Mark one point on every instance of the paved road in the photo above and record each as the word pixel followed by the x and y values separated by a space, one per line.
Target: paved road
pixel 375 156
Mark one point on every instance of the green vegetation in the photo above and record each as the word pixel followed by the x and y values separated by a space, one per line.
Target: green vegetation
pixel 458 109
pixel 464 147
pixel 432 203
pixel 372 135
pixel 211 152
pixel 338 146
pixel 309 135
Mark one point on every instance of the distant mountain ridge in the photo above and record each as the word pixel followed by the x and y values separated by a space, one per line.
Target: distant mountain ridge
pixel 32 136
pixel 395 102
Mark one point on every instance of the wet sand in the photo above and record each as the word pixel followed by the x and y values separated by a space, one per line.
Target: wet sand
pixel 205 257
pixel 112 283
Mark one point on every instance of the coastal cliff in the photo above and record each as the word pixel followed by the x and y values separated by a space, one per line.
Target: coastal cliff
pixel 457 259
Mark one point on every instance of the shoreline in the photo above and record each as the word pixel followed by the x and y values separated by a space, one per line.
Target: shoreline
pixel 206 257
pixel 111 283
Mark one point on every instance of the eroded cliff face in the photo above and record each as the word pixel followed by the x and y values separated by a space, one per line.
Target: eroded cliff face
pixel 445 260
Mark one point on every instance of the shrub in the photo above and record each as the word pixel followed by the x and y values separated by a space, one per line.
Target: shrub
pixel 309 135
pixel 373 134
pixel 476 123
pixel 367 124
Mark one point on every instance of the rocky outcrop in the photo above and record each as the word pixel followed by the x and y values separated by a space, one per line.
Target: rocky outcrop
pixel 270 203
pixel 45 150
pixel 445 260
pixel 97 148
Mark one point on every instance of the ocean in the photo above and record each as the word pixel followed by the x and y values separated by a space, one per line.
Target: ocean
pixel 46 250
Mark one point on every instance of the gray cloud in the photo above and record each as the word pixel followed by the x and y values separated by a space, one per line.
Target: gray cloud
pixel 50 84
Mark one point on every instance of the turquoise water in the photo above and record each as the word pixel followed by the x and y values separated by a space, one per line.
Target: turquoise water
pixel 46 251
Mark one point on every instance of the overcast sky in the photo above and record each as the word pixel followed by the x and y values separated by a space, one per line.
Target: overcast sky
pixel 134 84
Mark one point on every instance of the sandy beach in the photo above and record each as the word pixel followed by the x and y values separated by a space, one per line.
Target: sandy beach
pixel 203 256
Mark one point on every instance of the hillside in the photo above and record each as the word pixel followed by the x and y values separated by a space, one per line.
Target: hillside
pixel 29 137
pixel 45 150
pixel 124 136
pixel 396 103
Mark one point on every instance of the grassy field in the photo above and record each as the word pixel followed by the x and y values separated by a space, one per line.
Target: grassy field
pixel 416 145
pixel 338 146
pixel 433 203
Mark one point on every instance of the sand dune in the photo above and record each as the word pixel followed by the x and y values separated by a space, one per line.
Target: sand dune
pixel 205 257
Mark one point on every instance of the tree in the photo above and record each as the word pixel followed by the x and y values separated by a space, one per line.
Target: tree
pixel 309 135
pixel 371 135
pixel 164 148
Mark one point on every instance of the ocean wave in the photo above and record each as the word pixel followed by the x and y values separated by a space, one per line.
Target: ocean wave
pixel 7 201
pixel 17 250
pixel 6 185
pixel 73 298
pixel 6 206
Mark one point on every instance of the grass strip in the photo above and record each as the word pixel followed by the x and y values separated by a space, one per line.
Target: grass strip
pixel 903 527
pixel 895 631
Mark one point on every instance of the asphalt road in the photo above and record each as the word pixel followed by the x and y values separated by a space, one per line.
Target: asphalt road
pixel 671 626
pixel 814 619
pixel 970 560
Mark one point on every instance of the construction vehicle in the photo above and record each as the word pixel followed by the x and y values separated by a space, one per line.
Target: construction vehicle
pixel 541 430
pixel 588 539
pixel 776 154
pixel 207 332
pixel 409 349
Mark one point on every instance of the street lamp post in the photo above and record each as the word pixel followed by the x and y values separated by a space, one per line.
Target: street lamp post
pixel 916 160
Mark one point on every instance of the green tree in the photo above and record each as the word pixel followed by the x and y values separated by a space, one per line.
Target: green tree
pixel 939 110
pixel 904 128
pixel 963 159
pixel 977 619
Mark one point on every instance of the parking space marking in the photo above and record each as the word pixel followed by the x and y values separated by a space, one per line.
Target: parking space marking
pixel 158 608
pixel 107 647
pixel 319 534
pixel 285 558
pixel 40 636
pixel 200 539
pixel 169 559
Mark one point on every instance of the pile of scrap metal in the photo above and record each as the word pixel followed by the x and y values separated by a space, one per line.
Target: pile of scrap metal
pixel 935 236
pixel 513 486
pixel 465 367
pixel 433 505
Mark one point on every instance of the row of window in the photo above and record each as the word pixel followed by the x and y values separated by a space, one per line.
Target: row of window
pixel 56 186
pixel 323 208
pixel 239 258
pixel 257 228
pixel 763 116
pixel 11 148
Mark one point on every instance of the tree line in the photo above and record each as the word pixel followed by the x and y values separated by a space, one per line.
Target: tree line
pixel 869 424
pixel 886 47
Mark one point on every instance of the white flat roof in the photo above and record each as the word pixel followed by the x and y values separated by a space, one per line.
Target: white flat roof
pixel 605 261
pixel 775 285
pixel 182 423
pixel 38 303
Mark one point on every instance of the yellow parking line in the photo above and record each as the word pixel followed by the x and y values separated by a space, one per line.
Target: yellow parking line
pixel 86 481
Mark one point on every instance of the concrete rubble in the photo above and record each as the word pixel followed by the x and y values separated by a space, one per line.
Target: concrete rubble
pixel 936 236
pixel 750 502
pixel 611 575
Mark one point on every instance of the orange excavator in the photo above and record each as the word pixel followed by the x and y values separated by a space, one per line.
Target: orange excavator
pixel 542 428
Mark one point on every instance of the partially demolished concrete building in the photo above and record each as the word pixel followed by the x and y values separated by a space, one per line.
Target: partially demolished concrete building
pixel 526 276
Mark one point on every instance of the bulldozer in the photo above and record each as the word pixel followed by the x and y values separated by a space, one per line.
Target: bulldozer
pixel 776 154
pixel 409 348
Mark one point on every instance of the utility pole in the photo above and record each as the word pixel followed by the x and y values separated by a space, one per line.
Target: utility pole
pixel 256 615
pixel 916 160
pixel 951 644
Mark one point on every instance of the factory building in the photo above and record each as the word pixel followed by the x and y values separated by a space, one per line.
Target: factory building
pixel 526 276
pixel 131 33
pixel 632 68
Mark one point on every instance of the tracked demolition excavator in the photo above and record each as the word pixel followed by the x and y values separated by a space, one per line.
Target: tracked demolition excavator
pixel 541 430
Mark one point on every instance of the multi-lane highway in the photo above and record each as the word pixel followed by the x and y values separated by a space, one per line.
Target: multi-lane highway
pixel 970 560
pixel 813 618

━━━━━━━━

Return, unchanged, every line from the one containing "Mark one point on every instance of the multi-lane" through the end of the records.

**In response**
Mark one point on every instance of the multi-lane highway in the photo above and record each as the word pixel followed by the x and y values separated by a space, one per line.
Target: multi-lane highway
pixel 970 560
pixel 813 618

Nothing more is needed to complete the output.